Extracted entries below:
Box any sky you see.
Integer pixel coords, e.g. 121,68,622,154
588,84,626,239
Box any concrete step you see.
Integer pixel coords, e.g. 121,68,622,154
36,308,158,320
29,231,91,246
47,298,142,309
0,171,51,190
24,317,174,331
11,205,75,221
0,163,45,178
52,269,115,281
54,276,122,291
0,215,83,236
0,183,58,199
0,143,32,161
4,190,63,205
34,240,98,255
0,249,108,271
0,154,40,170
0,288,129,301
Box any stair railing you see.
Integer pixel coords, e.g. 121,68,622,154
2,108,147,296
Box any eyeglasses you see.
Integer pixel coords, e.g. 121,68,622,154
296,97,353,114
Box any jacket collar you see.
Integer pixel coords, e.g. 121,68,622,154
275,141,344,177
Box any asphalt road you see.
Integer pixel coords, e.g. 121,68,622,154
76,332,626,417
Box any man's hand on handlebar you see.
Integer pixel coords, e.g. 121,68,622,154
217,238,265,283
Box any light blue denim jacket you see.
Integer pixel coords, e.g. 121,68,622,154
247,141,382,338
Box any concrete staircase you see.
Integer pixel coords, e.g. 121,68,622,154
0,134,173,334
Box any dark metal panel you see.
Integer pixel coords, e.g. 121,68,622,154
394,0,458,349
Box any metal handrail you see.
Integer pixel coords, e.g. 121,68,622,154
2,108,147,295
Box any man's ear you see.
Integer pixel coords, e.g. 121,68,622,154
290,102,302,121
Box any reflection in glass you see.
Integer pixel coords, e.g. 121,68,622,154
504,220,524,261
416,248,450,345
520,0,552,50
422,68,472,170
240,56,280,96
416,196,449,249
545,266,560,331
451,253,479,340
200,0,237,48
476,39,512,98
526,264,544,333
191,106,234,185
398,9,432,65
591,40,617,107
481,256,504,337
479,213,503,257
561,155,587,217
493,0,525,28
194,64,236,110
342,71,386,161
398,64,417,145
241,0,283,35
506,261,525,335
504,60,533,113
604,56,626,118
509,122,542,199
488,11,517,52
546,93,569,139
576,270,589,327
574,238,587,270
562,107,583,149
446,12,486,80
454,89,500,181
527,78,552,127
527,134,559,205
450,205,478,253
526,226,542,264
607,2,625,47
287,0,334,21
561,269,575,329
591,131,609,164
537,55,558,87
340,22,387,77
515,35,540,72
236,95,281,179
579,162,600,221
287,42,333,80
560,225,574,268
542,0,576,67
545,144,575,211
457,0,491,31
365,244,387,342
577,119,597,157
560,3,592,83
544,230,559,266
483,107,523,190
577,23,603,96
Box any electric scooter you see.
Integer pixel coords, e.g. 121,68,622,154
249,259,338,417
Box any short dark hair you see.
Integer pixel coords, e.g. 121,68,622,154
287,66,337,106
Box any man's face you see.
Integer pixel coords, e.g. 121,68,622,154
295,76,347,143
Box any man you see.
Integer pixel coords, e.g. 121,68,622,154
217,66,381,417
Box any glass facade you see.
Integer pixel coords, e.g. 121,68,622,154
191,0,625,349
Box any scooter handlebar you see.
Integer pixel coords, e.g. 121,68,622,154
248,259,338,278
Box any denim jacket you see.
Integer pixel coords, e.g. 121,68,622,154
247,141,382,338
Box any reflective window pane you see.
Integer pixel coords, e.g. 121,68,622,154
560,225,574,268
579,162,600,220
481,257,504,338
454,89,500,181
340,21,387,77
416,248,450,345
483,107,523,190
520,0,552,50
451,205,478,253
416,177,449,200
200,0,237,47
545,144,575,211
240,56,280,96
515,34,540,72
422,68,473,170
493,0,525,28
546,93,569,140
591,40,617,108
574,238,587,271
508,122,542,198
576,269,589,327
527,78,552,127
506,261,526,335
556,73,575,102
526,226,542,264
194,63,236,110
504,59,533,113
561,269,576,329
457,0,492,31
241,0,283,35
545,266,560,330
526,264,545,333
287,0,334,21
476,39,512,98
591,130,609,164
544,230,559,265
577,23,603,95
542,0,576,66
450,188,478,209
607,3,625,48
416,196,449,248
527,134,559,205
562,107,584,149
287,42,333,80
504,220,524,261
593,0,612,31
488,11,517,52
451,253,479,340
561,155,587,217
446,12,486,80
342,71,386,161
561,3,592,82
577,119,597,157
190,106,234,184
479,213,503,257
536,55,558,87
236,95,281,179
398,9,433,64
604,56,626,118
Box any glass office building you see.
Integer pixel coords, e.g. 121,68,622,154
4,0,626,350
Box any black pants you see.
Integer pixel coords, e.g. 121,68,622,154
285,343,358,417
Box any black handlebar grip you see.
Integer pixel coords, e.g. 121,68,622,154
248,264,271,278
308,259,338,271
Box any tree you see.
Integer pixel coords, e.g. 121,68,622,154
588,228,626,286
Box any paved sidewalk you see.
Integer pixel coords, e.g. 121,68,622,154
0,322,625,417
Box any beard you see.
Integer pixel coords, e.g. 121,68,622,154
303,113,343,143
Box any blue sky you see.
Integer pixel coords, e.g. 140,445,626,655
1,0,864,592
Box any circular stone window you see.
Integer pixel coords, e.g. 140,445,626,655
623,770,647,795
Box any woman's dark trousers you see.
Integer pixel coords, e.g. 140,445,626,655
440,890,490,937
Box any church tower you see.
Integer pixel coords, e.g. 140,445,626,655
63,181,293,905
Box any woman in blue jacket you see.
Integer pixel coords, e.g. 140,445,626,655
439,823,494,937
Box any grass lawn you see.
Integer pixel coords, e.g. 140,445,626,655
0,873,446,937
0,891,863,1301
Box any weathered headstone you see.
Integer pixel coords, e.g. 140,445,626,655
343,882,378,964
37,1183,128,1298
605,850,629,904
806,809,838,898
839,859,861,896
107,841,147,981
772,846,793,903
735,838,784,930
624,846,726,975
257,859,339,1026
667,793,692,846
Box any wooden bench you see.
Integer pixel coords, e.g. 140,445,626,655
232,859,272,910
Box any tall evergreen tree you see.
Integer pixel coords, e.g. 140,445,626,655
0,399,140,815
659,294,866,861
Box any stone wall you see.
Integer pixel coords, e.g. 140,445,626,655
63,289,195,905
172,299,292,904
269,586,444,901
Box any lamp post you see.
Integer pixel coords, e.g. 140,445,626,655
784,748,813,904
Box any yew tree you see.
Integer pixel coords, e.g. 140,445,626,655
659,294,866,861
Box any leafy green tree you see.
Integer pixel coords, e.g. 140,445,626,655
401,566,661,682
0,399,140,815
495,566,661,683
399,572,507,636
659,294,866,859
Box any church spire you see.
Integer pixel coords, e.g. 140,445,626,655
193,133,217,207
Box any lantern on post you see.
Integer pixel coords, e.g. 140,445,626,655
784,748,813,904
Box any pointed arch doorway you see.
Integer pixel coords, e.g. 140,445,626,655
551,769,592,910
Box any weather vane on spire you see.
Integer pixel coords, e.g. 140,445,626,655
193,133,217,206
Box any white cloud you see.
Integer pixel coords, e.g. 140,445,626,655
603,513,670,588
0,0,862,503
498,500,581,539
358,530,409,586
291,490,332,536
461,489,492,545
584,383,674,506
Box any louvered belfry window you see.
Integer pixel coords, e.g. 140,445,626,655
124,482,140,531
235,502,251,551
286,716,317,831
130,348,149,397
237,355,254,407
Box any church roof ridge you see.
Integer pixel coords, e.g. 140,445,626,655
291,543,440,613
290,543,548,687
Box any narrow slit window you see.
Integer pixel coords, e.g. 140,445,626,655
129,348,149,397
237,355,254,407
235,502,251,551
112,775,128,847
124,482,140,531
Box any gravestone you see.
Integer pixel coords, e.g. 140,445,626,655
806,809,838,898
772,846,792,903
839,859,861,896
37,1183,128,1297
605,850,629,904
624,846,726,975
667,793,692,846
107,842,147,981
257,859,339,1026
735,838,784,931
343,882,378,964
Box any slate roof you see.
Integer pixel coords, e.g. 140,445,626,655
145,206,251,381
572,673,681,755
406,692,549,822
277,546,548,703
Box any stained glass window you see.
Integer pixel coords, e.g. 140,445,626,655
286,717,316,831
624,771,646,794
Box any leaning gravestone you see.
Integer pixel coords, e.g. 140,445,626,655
End of Extracted entries.
* **Task**:
Scan the listing and report each line where the word "concrete" shows up.

* **Output below**:
Box any concrete step you see.
Box any concrete staircase you see.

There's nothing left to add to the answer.